---------- EXERCISE DATA ----------

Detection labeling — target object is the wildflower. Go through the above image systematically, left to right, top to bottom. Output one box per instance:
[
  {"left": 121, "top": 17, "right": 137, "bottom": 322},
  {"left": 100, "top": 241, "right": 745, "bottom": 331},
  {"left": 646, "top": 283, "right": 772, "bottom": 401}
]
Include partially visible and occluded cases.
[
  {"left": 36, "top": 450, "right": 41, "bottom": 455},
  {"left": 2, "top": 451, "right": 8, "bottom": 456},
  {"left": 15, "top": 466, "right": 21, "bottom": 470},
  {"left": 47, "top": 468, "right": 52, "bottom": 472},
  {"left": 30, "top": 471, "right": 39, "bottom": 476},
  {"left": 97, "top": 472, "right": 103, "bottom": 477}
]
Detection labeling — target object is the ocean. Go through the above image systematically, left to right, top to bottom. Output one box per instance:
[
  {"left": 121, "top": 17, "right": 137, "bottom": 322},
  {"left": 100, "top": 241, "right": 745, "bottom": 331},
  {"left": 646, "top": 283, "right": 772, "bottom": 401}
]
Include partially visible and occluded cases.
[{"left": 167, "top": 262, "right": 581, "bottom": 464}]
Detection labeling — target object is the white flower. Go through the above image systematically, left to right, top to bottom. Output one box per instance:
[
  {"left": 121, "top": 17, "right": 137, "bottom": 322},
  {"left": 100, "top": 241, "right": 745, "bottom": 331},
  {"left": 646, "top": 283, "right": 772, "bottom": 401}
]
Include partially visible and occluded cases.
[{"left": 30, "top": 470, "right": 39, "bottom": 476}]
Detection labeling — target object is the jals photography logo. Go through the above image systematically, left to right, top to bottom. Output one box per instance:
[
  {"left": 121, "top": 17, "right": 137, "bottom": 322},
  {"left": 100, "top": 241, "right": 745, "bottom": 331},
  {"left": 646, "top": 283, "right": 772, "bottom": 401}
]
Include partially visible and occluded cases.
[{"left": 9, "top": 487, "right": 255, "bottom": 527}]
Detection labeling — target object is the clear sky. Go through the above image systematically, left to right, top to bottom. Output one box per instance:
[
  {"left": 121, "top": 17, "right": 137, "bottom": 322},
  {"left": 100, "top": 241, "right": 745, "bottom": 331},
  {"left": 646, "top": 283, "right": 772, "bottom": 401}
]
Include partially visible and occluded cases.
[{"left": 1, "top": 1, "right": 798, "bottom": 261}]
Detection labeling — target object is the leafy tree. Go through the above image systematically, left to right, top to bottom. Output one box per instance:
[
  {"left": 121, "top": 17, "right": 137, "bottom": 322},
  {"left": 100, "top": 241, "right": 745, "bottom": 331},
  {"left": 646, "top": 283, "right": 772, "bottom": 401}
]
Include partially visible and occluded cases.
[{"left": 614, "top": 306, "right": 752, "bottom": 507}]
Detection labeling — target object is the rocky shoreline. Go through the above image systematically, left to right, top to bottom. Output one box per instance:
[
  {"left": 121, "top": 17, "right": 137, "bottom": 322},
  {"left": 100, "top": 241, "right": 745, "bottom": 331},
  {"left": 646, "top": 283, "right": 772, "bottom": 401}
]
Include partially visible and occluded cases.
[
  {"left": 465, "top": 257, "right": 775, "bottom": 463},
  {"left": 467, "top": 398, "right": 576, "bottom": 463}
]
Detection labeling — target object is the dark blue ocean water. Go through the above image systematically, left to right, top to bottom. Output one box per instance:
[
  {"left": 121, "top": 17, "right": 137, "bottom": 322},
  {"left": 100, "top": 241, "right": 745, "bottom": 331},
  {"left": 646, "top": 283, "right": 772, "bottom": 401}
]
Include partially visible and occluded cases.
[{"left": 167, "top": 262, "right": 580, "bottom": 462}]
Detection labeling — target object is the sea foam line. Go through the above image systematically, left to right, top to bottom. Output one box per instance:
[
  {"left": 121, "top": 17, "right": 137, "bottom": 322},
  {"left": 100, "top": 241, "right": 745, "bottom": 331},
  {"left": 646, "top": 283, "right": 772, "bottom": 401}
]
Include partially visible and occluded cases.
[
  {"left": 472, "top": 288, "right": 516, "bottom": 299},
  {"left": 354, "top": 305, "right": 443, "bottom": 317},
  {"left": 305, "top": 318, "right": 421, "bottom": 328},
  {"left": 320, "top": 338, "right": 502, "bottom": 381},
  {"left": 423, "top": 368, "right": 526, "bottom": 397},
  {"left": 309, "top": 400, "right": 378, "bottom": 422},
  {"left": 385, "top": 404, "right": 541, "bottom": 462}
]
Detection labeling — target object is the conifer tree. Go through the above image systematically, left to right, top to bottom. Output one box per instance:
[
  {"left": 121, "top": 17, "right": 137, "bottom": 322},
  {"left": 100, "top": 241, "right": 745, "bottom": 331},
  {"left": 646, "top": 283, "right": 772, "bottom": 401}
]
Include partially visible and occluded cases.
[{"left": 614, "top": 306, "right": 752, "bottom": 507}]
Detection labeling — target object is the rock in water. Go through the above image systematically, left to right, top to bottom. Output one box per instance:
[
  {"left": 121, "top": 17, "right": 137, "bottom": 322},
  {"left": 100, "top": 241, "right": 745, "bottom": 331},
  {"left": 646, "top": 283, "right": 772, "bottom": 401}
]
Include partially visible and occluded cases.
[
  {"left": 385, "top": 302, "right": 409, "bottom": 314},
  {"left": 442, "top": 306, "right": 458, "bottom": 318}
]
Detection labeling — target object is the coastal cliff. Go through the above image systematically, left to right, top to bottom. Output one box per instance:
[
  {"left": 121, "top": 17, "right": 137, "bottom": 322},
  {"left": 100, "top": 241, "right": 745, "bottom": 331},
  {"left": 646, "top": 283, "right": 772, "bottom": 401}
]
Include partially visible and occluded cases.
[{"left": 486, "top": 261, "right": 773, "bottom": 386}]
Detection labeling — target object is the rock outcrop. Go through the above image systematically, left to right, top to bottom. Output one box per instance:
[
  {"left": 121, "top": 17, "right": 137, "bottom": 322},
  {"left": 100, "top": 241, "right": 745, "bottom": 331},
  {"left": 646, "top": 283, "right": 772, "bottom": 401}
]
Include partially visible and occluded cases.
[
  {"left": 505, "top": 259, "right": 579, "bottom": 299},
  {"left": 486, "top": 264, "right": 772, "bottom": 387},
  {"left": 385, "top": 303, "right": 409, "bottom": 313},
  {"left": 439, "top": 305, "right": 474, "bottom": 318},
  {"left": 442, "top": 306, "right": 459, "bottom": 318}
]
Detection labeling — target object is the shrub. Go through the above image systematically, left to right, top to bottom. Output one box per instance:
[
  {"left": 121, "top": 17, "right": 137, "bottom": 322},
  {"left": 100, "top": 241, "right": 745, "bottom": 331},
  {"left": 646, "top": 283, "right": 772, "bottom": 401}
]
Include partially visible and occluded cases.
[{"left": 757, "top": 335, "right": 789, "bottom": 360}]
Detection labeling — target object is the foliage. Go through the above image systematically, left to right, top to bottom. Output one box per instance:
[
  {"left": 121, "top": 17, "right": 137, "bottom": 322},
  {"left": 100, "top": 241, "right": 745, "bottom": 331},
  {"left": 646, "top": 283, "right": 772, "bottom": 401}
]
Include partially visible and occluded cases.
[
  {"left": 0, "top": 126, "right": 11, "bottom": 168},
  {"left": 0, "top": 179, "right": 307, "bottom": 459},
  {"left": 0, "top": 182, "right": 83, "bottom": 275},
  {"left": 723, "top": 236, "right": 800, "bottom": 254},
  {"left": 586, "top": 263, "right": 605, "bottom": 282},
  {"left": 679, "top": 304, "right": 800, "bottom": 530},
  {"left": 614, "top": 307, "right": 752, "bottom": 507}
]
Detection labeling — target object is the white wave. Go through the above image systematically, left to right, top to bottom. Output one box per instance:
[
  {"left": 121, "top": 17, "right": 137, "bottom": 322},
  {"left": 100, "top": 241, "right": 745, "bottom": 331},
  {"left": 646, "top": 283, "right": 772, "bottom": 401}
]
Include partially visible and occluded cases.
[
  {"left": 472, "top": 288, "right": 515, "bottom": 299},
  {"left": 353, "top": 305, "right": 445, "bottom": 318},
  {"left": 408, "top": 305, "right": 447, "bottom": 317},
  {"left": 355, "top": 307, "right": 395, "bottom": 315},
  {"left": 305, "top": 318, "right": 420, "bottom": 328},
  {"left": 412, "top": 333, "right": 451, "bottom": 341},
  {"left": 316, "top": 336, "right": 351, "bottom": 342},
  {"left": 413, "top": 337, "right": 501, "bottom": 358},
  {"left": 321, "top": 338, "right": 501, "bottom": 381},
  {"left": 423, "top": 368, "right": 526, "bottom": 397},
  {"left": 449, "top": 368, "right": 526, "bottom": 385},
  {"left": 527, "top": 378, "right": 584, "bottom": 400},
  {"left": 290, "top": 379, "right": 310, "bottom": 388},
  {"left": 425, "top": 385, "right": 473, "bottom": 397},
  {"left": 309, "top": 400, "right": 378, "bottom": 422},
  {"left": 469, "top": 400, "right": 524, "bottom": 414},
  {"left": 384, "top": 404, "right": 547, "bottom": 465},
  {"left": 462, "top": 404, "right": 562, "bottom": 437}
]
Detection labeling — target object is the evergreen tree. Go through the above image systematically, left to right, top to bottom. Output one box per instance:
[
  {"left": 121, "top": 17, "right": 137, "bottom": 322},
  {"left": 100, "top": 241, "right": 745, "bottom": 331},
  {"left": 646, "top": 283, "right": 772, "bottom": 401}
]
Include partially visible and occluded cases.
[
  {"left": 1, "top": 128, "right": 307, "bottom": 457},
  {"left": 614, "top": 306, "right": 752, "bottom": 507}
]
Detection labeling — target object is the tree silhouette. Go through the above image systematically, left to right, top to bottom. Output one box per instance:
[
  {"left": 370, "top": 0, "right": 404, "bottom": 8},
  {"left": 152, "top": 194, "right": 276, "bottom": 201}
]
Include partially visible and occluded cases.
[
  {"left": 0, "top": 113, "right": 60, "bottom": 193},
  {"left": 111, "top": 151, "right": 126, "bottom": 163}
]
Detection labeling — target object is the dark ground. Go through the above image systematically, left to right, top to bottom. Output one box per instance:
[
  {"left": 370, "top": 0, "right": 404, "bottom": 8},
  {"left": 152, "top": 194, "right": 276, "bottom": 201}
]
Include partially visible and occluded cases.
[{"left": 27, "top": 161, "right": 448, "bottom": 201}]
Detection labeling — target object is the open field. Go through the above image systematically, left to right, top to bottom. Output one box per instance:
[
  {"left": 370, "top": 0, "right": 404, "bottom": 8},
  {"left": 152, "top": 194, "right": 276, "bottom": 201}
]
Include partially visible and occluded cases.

----------

Output the number of lines above holding the word "water", and nothing besides it.

YOUR SOLUTION
2